UKRI Future Leaders Fellowship

September 8, 2021, by Rob Ounsworth

Double success as university researchers land UKRI Future Leaders Fellowships

Two researchers from the University Nottingham have been recognised as among the UK’s future science leaders by UK Research and Innovation.

Dr Peter Millington from the School of Physics and Astronomy and the School of Chemistry’s Dr Liam Ball each receive a prestigious and highly competitive Future Leaders Fellowship, which aims to establish the careers of the next generation of world-class UK scientists.

Dr Millington and Dr Ball will receive £1.153m and £1.75m respectively  over the next four years as part of their UK Research and Innovation funded awards.  This will allow them to establish research teams and support the translation of their discoveries to solutions to global challenges.

I am immensely excited about establishing
my own independent research group and
helping to support the next generation of scientists
Dr Peter Millington

Dr Millington  will lead an interdisciplinary programme investigating the natures of dark matter and dark energy, which together make up 95% of our universe. His team will use powerful mathematical frameworks for describing how subatomic particles move and interact with each other to make predictions for experiments and observations that span astrophysics, cosmology, gravitation and particle physics.

Dr Ball’s team will deliver new methods to streamline the discovery and development of the next generation of agrochemicals and pharmaceuticals. An aging UK population, growing numbers of mouths to feed around the globe, pressure of resources and climate change all demand innovative, sustainable ways to feed the world and improve health.

Professor Zoe Wilson, Pro-Vice-Chancellor for the Faculty of Science, said:

“I am truly delighted at Liam and Peter’s success. These prestigious fellowships recognise not just the exceptional quality of their research, but their ability to inspire teams and engage with leading scientists in the UK and across the world. Their work has the potential to deliver exciting impact in contrasting fields – from developing sustainable processes for the delivery of new medicines and agrochemicals, to promoting understanding of the nature of our universe. Everyone across our faculty and their colleagues in the schools of Chemistry, and Physics and Astronomy is proud of their outstanding achievement.”

Dr Millington said: “The UKRI Future Leaders Fellowship will allow me to  bring together the complementary expertise and knowledge needed to tackle one of the most important outstanding questions in our understanding of our universe: what is 95% of it made of?”

His research, also supported by a Nottingham Research Fellowship and the Royal Society’s International Exchanges, can be applied to real-world systems, such as novel materials. In addition, Dr Millington is committed to inspiring the wider public about science and its value to society through a programme of outreach activities.
---+---
> **Work order**:
Rewrite the part of the fellowship announcement starting with "Dr Millington  will" and going on through "and improve health.", using "crop protection products" in place of "agrochemicals". The records are unrelated to the fellowship announcement.

> **Entries provided**:
---+---
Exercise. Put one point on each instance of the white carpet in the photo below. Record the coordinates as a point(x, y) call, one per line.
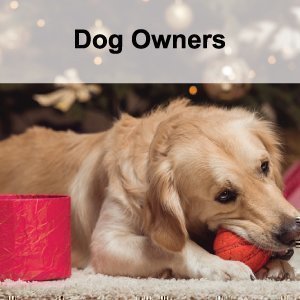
point(87, 285)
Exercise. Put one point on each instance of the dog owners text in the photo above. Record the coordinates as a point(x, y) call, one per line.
point(142, 39)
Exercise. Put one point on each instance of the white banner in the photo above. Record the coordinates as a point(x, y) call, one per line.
point(149, 41)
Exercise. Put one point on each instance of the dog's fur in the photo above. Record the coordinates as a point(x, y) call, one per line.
point(141, 189)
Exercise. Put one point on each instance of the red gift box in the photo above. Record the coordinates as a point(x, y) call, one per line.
point(35, 237)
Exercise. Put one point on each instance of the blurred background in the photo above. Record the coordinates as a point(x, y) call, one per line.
point(94, 107)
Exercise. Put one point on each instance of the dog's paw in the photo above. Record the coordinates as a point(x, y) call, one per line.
point(219, 269)
point(276, 269)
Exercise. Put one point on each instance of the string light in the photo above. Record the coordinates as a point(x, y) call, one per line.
point(193, 90)
point(272, 60)
point(228, 50)
point(97, 60)
point(40, 23)
point(251, 74)
point(179, 15)
point(14, 4)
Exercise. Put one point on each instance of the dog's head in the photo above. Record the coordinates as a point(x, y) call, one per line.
point(220, 168)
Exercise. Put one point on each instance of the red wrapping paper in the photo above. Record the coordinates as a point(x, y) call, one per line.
point(35, 237)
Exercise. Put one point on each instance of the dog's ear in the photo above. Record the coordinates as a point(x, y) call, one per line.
point(270, 139)
point(167, 222)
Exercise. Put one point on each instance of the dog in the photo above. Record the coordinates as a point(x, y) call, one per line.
point(145, 192)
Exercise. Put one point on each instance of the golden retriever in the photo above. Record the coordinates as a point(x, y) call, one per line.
point(145, 191)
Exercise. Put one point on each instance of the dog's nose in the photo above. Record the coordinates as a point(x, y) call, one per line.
point(290, 233)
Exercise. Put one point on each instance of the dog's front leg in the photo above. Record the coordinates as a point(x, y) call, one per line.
point(117, 250)
point(195, 262)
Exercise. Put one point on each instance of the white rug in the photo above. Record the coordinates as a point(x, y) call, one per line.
point(87, 285)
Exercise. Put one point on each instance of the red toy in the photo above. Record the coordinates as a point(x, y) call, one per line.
point(230, 246)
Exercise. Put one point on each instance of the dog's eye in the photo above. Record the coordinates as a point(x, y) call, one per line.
point(226, 196)
point(265, 167)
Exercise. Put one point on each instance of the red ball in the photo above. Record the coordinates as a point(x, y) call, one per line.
point(230, 246)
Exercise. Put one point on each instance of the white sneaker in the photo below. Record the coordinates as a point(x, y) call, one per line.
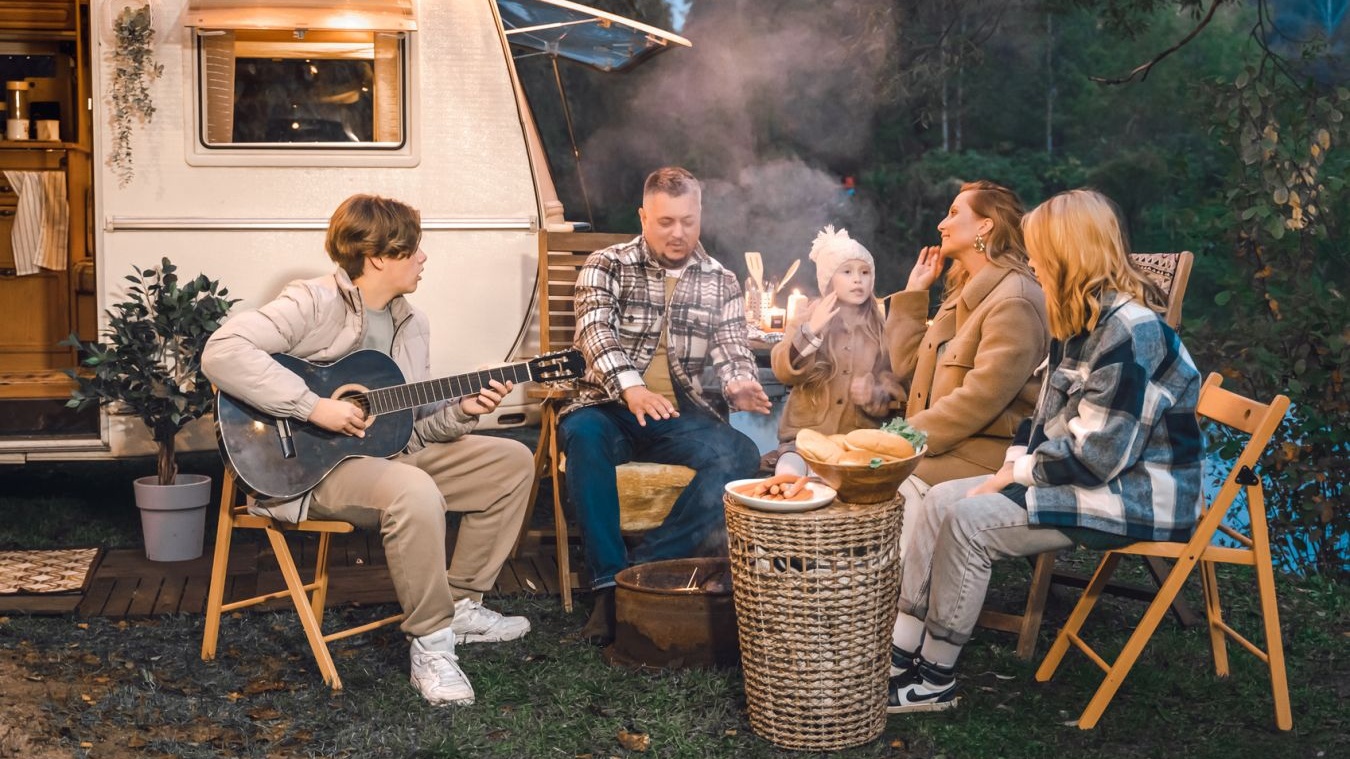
point(475, 623)
point(435, 670)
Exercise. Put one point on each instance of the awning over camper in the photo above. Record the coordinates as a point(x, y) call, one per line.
point(579, 33)
point(320, 15)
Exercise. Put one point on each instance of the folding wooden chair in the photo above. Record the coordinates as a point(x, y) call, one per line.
point(308, 598)
point(560, 259)
point(1171, 272)
point(1258, 420)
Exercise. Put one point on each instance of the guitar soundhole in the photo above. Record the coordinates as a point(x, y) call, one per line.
---+---
> **Task response**:
Dr Millington  will lead an interdisciplinary programme investigating the natures of dark matter and dark energy, which together make up 95% of our universe. His team will use powerful mathematical frameworks for describing how subatomic particles move and interact with each other to make predictions for experiments and observations that span astrophysics, cosmology, gravitation and particle physics.

Dr Ball’s team will deliver new methods to streamline the discovery and development of the next generation of crop protection products and pharmaceuticals. An aging UK population, growing numbers of mouths to feed around the globe, pressure of resources and climate change all demand innovative, sustainable ways to feed the world and improve health.